-- Texte fourni --
____

M. le président. Quel est l’avis de la commission ?
M. Jean-Marie Vanlerenberghe, rapporteur. La commission est bien évidemment défavorable à ces deux amendements identiques. Si nous avons introduit cet article en commission, c’est parce que vous-même, monsieur le secrétaire d’État, aviez prévu un tel mécanisme dans le projet de loi sur les retraites. Il s’agit presque d’une copie conforme ! Ce dispositif vertueux vise à protéger les générations futures.
Selon vous, tout serait déjà inscrit dans les projets de loi de financement de la sécurité sociale. Or les dispositions en vigueur ne sont pas contraignantes. Nous prévoyons un dispositif glissant sur cinq ans. On peut espérer qu’en 2025 nous serons sortis de la crise du financement de la sécurité sociale, c’est du moins ce que, comme nous, vous pensez.

____

-- Lignes fournies --
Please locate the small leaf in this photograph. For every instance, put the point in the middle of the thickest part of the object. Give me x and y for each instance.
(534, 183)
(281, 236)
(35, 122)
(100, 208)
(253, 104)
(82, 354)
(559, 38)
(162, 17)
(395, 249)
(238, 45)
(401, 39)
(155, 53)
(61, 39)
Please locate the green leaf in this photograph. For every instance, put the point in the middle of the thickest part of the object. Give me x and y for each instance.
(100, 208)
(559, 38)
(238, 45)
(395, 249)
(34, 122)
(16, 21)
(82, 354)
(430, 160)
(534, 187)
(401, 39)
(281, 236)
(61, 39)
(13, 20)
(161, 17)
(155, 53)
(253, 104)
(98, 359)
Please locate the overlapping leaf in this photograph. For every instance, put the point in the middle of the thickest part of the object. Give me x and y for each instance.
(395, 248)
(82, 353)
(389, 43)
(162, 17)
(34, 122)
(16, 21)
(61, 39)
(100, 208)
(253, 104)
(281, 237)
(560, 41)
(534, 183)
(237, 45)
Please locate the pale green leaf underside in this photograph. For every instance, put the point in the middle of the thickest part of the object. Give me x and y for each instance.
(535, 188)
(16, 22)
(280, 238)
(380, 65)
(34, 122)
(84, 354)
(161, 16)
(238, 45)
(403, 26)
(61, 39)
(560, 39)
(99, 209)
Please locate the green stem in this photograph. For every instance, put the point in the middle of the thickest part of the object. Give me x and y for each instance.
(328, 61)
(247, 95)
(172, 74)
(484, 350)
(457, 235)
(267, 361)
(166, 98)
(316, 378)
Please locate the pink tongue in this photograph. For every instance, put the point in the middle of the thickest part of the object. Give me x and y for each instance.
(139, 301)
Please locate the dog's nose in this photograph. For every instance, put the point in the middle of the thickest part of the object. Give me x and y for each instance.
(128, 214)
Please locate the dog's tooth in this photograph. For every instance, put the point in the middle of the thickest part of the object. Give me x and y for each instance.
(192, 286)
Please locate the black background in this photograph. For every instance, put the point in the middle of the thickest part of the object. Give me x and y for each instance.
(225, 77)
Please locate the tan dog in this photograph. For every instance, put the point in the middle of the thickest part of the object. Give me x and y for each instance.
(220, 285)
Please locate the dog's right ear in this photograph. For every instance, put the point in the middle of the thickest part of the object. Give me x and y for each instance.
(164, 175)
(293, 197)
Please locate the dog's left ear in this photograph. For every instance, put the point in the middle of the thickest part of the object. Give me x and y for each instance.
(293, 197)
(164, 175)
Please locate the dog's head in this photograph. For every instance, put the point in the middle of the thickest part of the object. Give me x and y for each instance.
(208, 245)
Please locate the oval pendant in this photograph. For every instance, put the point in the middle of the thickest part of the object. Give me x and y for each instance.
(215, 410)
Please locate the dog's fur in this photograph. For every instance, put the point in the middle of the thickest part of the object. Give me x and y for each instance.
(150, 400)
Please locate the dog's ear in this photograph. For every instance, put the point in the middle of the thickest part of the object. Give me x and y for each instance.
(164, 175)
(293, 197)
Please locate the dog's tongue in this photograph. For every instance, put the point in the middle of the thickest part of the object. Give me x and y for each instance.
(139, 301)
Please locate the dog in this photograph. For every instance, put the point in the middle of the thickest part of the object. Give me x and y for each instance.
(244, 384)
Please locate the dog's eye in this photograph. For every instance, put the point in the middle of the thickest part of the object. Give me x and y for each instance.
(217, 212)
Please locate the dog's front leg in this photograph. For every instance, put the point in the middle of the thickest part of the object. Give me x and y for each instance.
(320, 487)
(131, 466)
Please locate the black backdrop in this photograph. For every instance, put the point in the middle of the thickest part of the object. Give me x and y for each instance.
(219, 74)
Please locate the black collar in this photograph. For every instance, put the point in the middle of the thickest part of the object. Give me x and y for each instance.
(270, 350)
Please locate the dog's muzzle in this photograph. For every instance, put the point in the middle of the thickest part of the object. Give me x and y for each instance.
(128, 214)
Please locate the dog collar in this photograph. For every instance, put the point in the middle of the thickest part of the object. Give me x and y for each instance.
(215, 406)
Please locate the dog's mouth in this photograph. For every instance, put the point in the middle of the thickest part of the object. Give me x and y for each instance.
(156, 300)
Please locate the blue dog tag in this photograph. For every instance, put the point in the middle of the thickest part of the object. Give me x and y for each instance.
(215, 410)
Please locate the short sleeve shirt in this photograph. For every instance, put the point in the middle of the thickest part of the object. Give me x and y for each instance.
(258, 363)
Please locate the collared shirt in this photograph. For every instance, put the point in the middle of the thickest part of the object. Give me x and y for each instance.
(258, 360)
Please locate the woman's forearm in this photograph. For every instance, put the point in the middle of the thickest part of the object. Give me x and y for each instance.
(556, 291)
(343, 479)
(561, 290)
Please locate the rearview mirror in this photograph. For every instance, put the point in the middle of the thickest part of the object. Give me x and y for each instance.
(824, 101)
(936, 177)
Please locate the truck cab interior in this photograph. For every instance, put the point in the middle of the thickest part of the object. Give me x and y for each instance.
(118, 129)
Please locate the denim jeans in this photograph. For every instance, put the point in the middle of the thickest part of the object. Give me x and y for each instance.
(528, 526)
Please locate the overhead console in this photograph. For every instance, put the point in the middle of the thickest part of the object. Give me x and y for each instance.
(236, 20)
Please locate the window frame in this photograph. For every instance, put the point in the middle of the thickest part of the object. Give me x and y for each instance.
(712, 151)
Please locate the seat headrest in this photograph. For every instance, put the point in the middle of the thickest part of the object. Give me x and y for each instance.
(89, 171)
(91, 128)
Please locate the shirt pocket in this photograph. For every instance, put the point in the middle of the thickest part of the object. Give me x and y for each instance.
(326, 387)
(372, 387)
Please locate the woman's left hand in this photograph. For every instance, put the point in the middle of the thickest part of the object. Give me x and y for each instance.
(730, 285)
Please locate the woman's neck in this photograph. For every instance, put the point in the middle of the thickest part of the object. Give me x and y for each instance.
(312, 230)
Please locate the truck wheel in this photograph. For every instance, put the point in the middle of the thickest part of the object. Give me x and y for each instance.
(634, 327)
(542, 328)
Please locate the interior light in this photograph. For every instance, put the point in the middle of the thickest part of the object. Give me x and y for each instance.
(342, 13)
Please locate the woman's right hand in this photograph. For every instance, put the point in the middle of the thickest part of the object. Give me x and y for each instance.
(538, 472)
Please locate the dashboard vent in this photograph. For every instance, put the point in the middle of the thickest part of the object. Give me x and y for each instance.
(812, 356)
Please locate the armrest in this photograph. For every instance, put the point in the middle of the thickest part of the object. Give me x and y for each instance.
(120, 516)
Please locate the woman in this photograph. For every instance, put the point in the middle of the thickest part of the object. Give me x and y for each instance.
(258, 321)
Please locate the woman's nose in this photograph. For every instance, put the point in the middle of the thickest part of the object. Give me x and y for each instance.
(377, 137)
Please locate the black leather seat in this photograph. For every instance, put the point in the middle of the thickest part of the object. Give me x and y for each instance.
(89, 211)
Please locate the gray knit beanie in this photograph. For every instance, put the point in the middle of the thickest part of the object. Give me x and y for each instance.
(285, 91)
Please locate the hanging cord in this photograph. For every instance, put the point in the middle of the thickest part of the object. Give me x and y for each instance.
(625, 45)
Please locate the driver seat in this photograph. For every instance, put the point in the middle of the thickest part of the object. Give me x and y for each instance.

____

-- Consigne --
D'après le texte fourni, quel avis la commission donne-t-elle sur les deux amendements identiques ? Les lignes ne servent pas pour cet exercice.

-- Votre réponse --
La commission est défavorable à ces deux amendements identiques.